* START RECORDS FOR THIS TASK *

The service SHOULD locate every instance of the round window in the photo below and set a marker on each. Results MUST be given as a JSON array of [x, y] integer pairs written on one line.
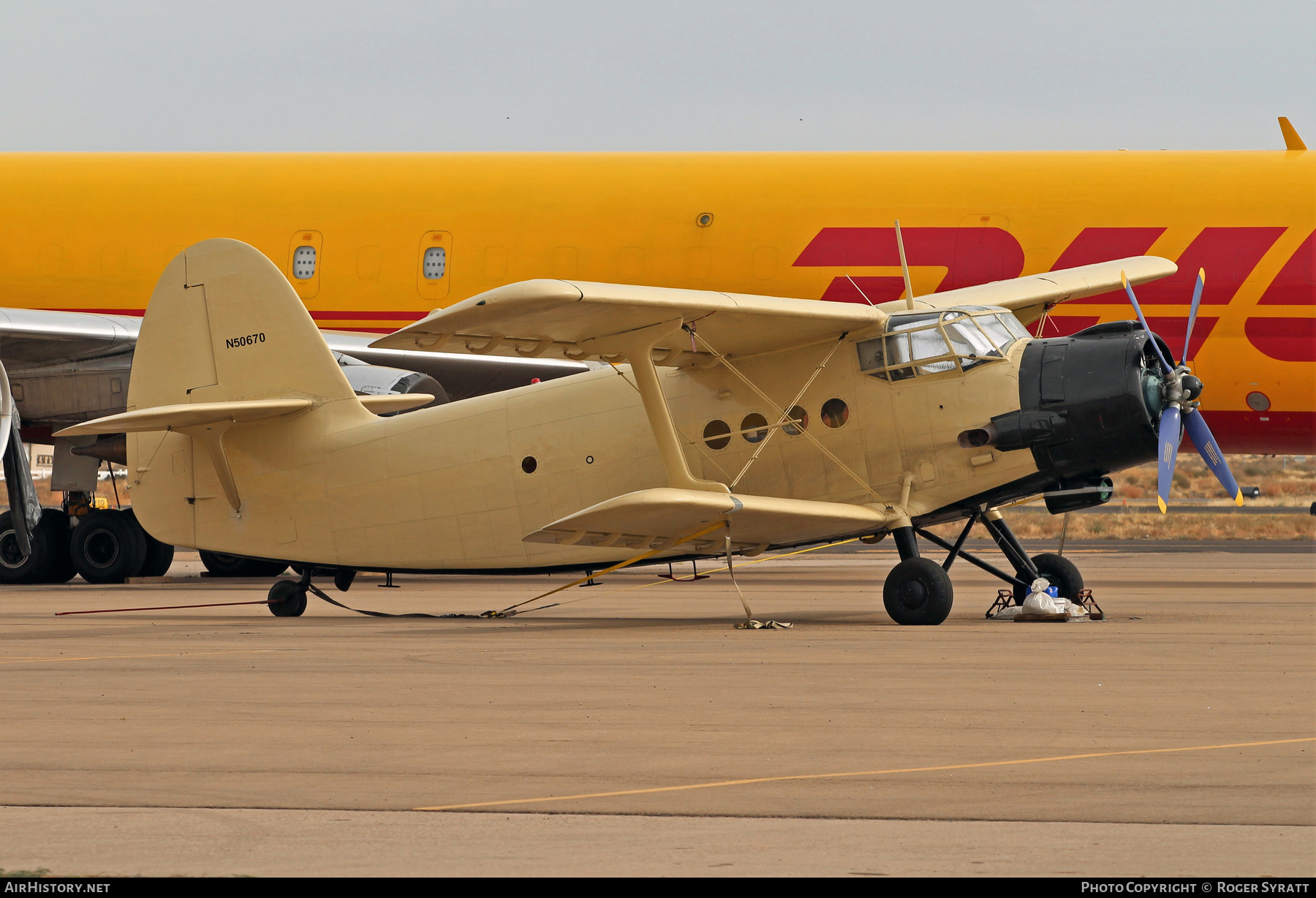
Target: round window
[[752, 422], [716, 435], [796, 414], [836, 412]]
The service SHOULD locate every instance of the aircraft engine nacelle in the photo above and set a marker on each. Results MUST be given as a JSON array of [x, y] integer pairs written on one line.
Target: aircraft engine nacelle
[[1089, 404], [382, 381]]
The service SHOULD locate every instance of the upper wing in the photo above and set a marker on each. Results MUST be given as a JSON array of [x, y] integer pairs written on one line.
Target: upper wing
[[1028, 297], [569, 317], [657, 519], [533, 317]]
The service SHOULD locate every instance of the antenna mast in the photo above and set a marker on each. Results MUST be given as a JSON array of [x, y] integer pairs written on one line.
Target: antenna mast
[[904, 268]]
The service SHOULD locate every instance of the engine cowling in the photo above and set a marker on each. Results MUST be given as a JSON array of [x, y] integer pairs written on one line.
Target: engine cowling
[[381, 381]]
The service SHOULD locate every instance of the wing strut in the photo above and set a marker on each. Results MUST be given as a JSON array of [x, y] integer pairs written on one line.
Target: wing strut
[[638, 347], [783, 415]]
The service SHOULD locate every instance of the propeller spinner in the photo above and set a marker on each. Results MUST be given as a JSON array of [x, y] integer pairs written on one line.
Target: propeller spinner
[[1182, 390]]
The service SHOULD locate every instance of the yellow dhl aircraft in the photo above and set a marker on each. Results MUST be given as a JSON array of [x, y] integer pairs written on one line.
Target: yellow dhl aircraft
[[374, 241], [371, 243]]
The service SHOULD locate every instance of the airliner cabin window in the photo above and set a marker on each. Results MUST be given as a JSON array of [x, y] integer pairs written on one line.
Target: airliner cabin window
[[436, 261], [304, 263], [932, 343]]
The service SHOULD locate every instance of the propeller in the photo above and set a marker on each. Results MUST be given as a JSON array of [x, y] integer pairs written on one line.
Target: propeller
[[1182, 390]]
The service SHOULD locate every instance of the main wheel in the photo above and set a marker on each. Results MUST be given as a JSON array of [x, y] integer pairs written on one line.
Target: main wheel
[[108, 547], [227, 565], [1059, 572], [918, 592], [49, 559], [159, 556], [287, 598]]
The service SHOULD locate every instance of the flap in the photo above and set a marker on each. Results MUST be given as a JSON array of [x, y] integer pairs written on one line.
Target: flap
[[656, 519], [164, 418], [537, 317]]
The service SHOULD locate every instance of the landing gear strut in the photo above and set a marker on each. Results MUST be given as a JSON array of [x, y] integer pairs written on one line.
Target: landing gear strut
[[1059, 572]]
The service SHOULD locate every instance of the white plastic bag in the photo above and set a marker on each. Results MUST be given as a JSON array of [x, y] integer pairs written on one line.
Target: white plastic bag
[[1040, 602]]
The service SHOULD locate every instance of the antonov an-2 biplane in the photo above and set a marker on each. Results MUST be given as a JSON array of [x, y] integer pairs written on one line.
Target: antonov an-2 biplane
[[720, 423]]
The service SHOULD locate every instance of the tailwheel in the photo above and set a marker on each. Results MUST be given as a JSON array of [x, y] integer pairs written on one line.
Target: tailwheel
[[1059, 572], [918, 592], [287, 598]]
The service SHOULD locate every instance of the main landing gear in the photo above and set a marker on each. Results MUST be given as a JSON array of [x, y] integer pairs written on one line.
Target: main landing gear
[[105, 547], [919, 592]]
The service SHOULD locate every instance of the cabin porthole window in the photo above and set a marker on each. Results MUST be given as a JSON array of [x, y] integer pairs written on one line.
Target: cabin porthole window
[[304, 263], [717, 435], [436, 263], [836, 412]]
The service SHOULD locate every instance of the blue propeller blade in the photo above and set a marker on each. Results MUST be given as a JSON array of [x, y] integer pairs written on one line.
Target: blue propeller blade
[[1210, 452], [1192, 312], [1169, 453], [1138, 309]]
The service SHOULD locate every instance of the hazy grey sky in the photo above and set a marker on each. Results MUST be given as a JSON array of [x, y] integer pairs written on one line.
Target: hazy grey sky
[[671, 75]]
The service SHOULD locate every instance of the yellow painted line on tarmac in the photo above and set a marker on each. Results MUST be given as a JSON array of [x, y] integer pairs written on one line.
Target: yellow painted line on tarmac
[[861, 773], [108, 657]]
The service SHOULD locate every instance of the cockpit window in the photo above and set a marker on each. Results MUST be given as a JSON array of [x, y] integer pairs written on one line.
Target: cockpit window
[[931, 343]]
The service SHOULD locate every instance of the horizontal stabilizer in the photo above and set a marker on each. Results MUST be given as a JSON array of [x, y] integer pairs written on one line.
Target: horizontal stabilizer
[[656, 519], [175, 418], [564, 317]]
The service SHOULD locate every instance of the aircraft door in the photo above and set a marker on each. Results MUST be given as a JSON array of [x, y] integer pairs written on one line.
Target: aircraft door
[[304, 263], [434, 265]]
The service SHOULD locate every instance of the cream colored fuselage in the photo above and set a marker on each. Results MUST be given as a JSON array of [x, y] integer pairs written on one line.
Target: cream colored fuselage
[[445, 488]]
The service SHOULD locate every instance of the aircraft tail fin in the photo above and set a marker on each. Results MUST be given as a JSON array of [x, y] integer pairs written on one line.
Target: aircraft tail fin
[[225, 325]]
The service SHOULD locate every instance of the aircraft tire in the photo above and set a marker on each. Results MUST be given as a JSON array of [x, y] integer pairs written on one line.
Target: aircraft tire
[[108, 547], [287, 598], [918, 593], [49, 560], [159, 556], [1059, 572], [225, 565], [54, 524]]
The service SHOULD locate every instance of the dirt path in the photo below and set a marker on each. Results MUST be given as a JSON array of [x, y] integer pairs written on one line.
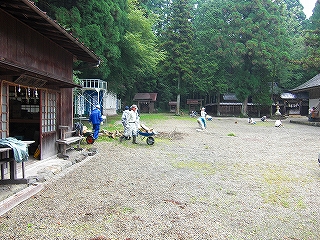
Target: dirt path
[[232, 181]]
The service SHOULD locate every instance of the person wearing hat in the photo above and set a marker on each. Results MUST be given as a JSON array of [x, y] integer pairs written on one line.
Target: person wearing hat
[[96, 119], [203, 117], [125, 124], [132, 125]]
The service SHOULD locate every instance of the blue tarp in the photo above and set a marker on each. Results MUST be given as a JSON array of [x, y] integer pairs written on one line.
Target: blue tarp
[[20, 149]]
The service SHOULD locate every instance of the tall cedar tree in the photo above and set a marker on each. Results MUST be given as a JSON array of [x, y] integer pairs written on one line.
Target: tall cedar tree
[[178, 35], [119, 34], [251, 43], [312, 40]]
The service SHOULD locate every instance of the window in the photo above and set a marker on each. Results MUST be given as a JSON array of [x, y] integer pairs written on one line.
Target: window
[[4, 110], [49, 114]]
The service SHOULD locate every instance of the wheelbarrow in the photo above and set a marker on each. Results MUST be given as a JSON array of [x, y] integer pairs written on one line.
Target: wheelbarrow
[[148, 136], [147, 133]]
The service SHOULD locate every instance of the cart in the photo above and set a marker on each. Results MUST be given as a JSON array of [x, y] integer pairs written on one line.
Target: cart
[[147, 133]]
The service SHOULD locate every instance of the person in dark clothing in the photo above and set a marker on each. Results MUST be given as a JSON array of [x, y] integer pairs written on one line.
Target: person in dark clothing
[[96, 119]]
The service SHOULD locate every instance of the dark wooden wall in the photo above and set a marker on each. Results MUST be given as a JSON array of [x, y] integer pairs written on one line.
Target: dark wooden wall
[[21, 45]]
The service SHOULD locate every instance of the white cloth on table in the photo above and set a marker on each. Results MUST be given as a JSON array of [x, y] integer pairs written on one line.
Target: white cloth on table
[[20, 149]]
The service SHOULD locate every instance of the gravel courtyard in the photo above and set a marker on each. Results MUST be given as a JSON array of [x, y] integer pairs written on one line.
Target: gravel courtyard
[[232, 181]]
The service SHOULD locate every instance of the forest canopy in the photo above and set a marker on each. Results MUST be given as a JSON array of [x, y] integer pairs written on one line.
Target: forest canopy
[[185, 49]]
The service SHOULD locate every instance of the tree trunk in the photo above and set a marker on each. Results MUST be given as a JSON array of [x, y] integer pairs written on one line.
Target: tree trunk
[[218, 104], [178, 98]]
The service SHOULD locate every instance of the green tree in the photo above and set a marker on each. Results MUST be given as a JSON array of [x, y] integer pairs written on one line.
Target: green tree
[[312, 41], [178, 39], [251, 42]]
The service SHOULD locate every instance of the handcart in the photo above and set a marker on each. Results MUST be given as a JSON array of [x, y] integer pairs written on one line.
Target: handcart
[[147, 133]]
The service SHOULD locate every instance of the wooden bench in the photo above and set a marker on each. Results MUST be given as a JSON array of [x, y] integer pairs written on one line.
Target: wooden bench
[[67, 138]]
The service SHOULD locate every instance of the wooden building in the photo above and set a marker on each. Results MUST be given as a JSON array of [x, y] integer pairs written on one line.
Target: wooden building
[[36, 74], [311, 89]]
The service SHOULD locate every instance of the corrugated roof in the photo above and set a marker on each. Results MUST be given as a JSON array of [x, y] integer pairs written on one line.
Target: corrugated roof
[[145, 96], [312, 83], [27, 12]]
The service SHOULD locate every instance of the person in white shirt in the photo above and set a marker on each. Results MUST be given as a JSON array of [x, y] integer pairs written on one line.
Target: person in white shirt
[[132, 125]]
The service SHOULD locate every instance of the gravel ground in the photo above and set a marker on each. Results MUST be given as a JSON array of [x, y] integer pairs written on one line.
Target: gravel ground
[[232, 181]]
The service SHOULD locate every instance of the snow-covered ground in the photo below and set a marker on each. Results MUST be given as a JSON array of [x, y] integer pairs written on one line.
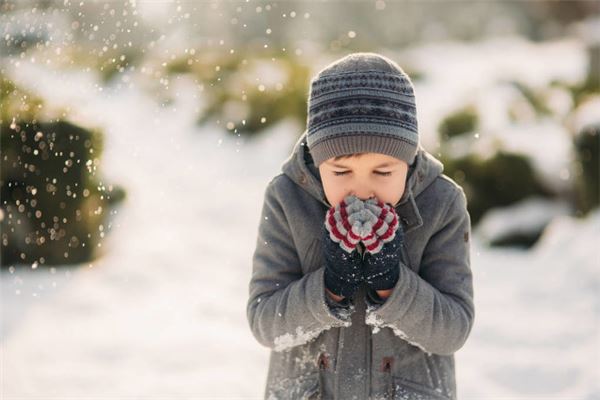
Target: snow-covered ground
[[163, 314]]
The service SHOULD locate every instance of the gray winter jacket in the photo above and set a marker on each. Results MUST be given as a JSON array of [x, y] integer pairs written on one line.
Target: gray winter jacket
[[398, 348]]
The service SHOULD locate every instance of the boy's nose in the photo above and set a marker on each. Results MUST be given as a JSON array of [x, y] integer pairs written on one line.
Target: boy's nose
[[364, 196]]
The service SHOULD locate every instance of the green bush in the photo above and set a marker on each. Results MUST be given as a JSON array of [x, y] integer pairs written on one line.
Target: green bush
[[55, 209], [587, 147], [498, 181], [463, 121]]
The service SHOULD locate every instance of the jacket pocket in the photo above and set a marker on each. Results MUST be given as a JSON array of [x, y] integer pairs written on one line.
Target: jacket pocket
[[313, 257], [304, 387], [409, 390]]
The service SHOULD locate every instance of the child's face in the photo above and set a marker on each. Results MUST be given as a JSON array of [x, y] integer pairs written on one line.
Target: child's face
[[369, 174]]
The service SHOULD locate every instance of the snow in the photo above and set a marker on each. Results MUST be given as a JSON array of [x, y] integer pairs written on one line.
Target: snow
[[377, 323], [163, 313]]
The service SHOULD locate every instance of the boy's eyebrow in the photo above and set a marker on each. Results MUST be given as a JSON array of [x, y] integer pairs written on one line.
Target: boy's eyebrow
[[385, 164]]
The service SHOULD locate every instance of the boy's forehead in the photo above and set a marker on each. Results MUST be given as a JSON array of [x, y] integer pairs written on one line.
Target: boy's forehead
[[377, 159]]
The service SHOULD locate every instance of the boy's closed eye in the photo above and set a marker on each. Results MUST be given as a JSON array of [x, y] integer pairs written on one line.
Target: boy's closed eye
[[382, 173]]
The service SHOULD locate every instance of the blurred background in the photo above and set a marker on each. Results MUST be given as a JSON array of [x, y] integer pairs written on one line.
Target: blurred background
[[137, 138]]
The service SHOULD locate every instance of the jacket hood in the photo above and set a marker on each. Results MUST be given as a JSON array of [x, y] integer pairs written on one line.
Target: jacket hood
[[300, 168]]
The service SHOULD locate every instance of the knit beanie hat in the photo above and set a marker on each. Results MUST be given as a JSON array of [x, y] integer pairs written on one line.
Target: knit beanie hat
[[363, 102]]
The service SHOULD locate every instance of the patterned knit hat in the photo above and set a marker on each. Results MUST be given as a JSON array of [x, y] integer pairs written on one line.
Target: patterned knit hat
[[363, 102]]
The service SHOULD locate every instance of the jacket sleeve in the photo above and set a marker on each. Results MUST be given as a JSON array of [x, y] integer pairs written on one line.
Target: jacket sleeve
[[285, 307], [434, 309]]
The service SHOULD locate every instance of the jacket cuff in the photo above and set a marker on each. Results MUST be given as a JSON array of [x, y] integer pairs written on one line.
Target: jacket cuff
[[324, 308], [373, 300]]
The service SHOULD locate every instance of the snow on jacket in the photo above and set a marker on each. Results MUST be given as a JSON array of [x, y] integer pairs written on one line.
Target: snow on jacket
[[399, 348]]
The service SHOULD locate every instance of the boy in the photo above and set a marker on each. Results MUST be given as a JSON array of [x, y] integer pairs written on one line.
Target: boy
[[343, 321]]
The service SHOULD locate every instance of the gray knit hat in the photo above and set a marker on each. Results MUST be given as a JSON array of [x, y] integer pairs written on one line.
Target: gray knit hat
[[363, 102]]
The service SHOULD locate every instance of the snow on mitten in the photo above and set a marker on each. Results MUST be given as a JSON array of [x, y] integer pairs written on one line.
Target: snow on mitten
[[349, 222], [381, 264], [383, 230]]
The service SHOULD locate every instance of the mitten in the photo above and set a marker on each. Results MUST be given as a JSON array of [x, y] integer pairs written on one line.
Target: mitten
[[343, 230], [383, 248]]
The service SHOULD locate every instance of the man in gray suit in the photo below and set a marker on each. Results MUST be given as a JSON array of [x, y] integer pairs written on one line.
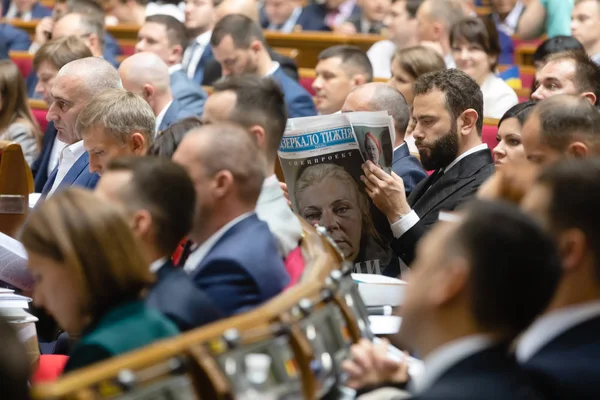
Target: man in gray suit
[[258, 105], [167, 37]]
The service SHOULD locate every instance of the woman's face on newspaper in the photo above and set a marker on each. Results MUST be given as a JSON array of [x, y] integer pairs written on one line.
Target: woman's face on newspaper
[[334, 205], [372, 150]]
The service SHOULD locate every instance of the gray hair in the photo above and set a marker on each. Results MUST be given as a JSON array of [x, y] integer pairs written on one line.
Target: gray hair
[[120, 113]]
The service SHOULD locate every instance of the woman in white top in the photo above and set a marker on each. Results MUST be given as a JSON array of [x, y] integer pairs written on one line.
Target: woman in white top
[[17, 123], [475, 49]]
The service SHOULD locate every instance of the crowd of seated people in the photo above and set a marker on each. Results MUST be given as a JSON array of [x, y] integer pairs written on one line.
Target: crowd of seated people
[[162, 209]]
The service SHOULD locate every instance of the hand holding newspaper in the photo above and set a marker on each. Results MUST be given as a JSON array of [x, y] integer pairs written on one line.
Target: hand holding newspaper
[[321, 158]]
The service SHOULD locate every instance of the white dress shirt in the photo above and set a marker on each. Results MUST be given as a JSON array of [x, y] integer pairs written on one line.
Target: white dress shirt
[[57, 148], [498, 97], [289, 25], [445, 357], [69, 156], [192, 57], [548, 327], [380, 55], [198, 255], [405, 223], [160, 117]]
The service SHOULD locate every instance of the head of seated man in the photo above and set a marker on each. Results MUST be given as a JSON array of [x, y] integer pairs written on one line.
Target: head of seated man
[[460, 287], [75, 85], [88, 27], [51, 57], [339, 70], [115, 123], [254, 103], [570, 72], [561, 126], [164, 36], [239, 45]]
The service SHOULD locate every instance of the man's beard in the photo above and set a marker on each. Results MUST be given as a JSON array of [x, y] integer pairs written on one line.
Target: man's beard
[[442, 152]]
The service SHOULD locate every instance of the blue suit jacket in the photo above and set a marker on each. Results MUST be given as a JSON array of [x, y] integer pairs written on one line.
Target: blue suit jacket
[[38, 11], [243, 269], [39, 169], [567, 367], [176, 297], [408, 167], [174, 113], [298, 101], [190, 95], [206, 57], [78, 175]]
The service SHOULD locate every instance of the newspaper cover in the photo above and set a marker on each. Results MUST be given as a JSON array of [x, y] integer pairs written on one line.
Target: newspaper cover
[[321, 158]]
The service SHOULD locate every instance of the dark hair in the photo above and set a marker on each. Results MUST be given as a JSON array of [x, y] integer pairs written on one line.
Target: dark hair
[[510, 288], [556, 44], [563, 118], [352, 57], [243, 31], [14, 364], [461, 91], [165, 190], [259, 101], [587, 73], [574, 186], [481, 32], [176, 31], [167, 142], [519, 111]]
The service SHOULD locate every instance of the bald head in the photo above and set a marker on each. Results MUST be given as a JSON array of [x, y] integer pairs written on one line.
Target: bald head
[[248, 8], [143, 69], [378, 96]]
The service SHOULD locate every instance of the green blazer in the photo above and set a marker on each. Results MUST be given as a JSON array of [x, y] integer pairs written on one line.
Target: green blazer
[[125, 328]]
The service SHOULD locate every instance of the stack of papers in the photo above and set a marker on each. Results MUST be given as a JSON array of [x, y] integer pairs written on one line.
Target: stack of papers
[[384, 291]]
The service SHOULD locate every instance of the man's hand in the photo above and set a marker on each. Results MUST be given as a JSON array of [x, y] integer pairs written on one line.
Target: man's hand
[[43, 29], [371, 366], [386, 191]]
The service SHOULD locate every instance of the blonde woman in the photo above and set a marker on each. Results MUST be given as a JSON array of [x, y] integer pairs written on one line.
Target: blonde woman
[[17, 123], [90, 276]]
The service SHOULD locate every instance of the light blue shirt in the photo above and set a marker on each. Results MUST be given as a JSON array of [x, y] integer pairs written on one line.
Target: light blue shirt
[[558, 17]]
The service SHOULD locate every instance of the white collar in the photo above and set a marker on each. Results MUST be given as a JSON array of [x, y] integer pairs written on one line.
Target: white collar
[[198, 255], [175, 68], [160, 117], [550, 326], [445, 357], [274, 67], [475, 149], [158, 264]]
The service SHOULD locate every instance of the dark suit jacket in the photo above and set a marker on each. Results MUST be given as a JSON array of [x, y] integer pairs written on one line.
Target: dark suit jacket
[[174, 113], [38, 11], [212, 71], [243, 269], [78, 175], [567, 367], [408, 167], [175, 296], [297, 100], [190, 95], [39, 169], [490, 374], [448, 192]]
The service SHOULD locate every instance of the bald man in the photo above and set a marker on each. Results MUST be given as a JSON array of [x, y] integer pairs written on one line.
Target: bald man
[[147, 75], [74, 86], [379, 96]]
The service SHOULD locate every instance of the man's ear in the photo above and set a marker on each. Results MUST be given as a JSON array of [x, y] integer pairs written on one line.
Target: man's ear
[[590, 96], [468, 121], [138, 144], [578, 150]]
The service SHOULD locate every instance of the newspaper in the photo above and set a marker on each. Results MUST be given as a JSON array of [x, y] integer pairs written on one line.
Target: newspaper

* END RECORDS FOR THIS TASK *

→ WHAT YOU WILL DO:
Rewrite the part of the data above that runs from its start through the line containing "[[1089, 404], [382, 381]]", swapping "round window" for "circular window" and leaving all else unchanged. Omit the pictures from your answer.

→ SOLVED PROBLEM:
The service SHOULD locate every instance of the circular window in the photo below and set a marker on each. Results MUST be given as a JSON array of [x, y] integer pairs written on one line.
Target: circular window
[[752, 422], [716, 435], [796, 414], [836, 412]]
The service SHOULD locate every instance of the aircraft engine nacelle in the photo above and set a marker on each. Results MUST be given as a JSON array of [x, y] integer pairs written on one line.
Target: aircraft engine nacelle
[[1089, 404], [382, 381]]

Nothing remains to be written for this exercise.